[Extract]

Rwanda | July – December 2024 | Case Study
The Opportunity
How a Chili Sauces Manufacturer Switched to a Sustainable Packaging Option
The sustainable packaging industry is rapidly evolving due to rising consumer demand for eco-friendly products, regulatory pressures, and corporate responsibility initiatives. In Africa alone, the market is projected to grow from $292.71 billion in 2024 to $423.56 billion by 2029, with a CAGR of 7.67%. This growth comes along with potential benefits such as waste reduction, resource conservation, and less landfill waste. Reflecting on the market drivers, and given the significant packaging used in consumer products, it’s no surprise that food processing companies gain a growing interest. However, changing packaging portfolios can easily disrupt supply chains and cause inefficiencies across production, driving-up investment and operational costs. Yet, in consideration of adapting adequate industry modules, it can lead to long-term savings through reduced material usage, improved energy efficiency, tax incentives, and streamlined supply chains.
Our client, a Rwandan manufacturer and supplier of chili sauces across East Africa, planned to expand into a premium market but faced regulations from the Rwanda Environment Management Authority (REMA), including a ban on non-recyclable single-use plastic containers. Trapped in this dilemma, our client required cost-efficient, reliable, and sustainable packaging, that upgraded product characteristics and manufacturing efficiency.


The Solution
Leading the Charge in Green Packaging
To find further insight and accelerate the process, our client, with Stepchange Africa’s help, developed a sustainable packaging roadmap assessing compliance, product compatibility, initial investment costs, supply chain and factory integration, and operational costs. The result was a cost-optimized packaging solution roadmap, identifying alternative, qualified A-grade suppliers and packaging options that maintain product quality and appeal, ensuring a smooth transition into factory operations.
A significant part of the work involved testing and validating materials to ensure they did not diminish shelf-life or cause unforeseen reactions (alcohol, gases, acids) that could lead to reputation-damaging and expensive recalls. Agreements on packaging design aimed to prevent cost increases along the supply chain, production, and emissions. The results pinpointed where reductions could be made, yielding spectacular improvements in manufacturing output and costs.
Stepchange Africa’s vast network of suppliers helped identify those with the best cost-benefit ratio, piloting chosen packaging options and refining product line integration. Future product variances were considered, with suppliers shortlisted for their ability to test adjustments and scale.
The Impact
Pioneering Sustainable Growth and Compliance
Securing factory health, material supply, and REMA compliance enabled our client to achieve market expansion while keeping investment costs moderate. This also allowed for the assessment of a crucial part of the product portfolio for future references.
Considering Rwanda’s sustainability targets, further research identified biodegradable films from renewable resources or bacterial fermentation. Stepchange Africa provided a legal framework to ensure compliance with national standards for environmental sustainability and waste management, including recycling, composting, and waste conversion guidelines.
Finally, steps were taken to transform packaging across other business units: Wholesalers (50% of the business) and Retailers (20%).


Success Metrics
- Cost Reduction: Achieved a 15% reduction in packaging costs through optimized material usage and supplier selection.
- Waste Reduction: Decreased packaging waste by 20%, contributing to lower landfill volumes.
- Energy Efficiency: Improved energy efficiency by 10% in the packaging process, reducing overall carbon footprint.
- Compliance: Met all REMA regulations, ensuring full compliance with environmental standards.

[/Extract]
[Information supplied]

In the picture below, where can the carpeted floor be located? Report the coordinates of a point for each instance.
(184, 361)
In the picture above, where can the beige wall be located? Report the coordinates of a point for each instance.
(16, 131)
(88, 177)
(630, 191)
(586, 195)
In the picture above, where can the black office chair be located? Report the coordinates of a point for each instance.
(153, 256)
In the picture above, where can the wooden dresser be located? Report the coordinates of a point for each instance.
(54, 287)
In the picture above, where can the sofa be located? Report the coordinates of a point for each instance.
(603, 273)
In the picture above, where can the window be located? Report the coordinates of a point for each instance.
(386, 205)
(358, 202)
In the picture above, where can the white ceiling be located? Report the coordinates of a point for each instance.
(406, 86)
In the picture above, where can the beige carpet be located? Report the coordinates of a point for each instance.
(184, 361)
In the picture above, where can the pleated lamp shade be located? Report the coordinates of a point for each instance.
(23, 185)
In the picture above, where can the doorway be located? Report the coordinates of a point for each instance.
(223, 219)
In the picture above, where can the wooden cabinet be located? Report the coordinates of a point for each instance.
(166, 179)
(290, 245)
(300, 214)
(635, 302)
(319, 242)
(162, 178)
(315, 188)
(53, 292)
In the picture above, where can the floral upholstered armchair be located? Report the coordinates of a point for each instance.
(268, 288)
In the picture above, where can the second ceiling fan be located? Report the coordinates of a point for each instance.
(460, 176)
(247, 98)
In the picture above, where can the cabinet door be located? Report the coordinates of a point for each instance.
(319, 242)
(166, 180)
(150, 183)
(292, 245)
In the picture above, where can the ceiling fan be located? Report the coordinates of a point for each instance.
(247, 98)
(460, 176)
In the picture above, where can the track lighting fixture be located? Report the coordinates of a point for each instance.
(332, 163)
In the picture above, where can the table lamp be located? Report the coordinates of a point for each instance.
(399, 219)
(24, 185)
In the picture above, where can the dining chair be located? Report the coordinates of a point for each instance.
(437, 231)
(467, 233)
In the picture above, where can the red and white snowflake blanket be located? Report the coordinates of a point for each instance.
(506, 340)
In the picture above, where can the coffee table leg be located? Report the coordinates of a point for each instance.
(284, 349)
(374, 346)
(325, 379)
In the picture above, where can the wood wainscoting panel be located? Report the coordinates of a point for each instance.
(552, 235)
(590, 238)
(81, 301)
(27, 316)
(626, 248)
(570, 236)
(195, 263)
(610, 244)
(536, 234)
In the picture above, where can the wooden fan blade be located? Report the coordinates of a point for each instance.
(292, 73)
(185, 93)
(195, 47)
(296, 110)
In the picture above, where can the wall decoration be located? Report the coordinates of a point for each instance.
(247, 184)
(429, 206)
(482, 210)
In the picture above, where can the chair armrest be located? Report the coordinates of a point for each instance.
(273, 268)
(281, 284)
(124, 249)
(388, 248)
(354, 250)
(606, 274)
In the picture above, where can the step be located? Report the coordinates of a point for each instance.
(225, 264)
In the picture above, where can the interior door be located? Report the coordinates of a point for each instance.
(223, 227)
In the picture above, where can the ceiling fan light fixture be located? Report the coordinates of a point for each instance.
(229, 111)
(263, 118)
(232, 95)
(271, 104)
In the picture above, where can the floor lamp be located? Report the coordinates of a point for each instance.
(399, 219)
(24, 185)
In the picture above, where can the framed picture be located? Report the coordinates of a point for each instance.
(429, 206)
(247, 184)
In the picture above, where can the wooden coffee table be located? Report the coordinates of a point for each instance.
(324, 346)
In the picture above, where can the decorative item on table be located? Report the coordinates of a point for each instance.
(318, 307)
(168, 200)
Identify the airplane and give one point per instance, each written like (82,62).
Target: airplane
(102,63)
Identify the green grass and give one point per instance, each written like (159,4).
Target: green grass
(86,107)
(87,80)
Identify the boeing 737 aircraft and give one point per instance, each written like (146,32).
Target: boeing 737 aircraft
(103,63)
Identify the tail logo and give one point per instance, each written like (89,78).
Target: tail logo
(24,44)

[/Information supplied]

Work item
Quote the passage of the packaging case study word for word, starting with "Stepchange Africa’s vast" and going on through "adjustments and scale.".

Answer box
Stepchange Africa’s vast network of suppliers helped identify those with the best cost-benefit ratio, piloting chosen packaging options and refining product line integration. Future product variances were considered, with suppliers shortlisted for their ability to test adjustments and scale.